Materials provided -

::::::::

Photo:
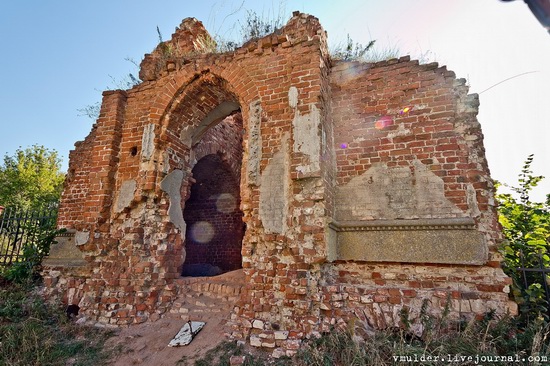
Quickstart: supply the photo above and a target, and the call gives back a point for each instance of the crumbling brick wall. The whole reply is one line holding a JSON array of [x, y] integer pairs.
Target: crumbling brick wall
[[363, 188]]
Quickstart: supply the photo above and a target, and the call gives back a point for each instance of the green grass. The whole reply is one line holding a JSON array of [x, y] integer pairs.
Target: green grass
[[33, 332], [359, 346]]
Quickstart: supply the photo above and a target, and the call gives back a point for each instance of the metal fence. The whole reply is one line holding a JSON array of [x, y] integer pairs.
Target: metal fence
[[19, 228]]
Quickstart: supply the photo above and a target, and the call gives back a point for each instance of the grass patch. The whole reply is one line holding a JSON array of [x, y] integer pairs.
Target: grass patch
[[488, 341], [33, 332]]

::::::::

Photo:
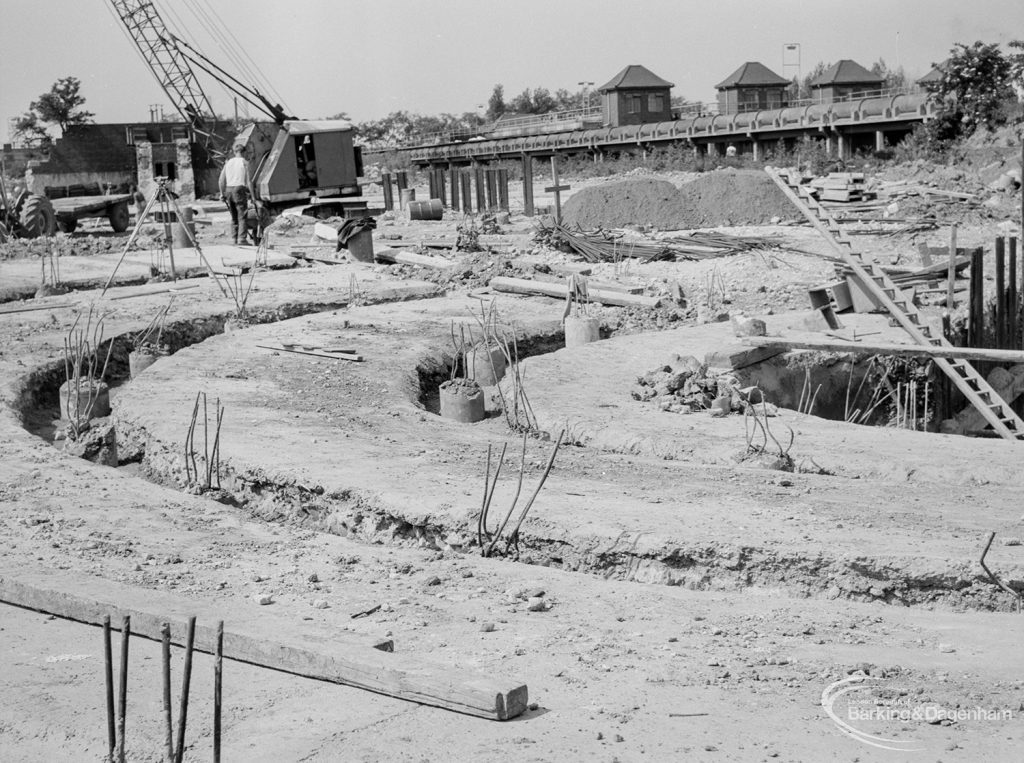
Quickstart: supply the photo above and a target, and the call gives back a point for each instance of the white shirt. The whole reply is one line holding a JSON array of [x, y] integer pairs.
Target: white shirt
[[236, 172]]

::::::::

Required work -
Copy down every line of the entries containing the word "gives".

Response to the exercise -
Quickstart: supply the photo above and a target, and the call gives back a point for each instance of the crumbling brick wall. The whole reply is one line holding a JSON array of [x, y] integer pairs.
Quickstart: supply the photo above and a target, and the call gives back a point for each instance of the green grass. The whole reply is one line holding a JSON array of [x, y] integer pairs.
Quickstart: supply the photo above and a target, and the call gives back a point for each instance of the metal fence. The whole reply is one line holding a JSON array of [x, y] integer pairs.
Quickstart: supply the photo above and a target, and the call gives back a point for each instance of the grass patch. The whole reply is one line holding a JSON array of [x, y] integer pairs.
Quickstart: supply the photo above and a target, and the call gives back a point for each instance of the white shirt. The whole reply is one line holding a JSON array of [x, y] integer pairs.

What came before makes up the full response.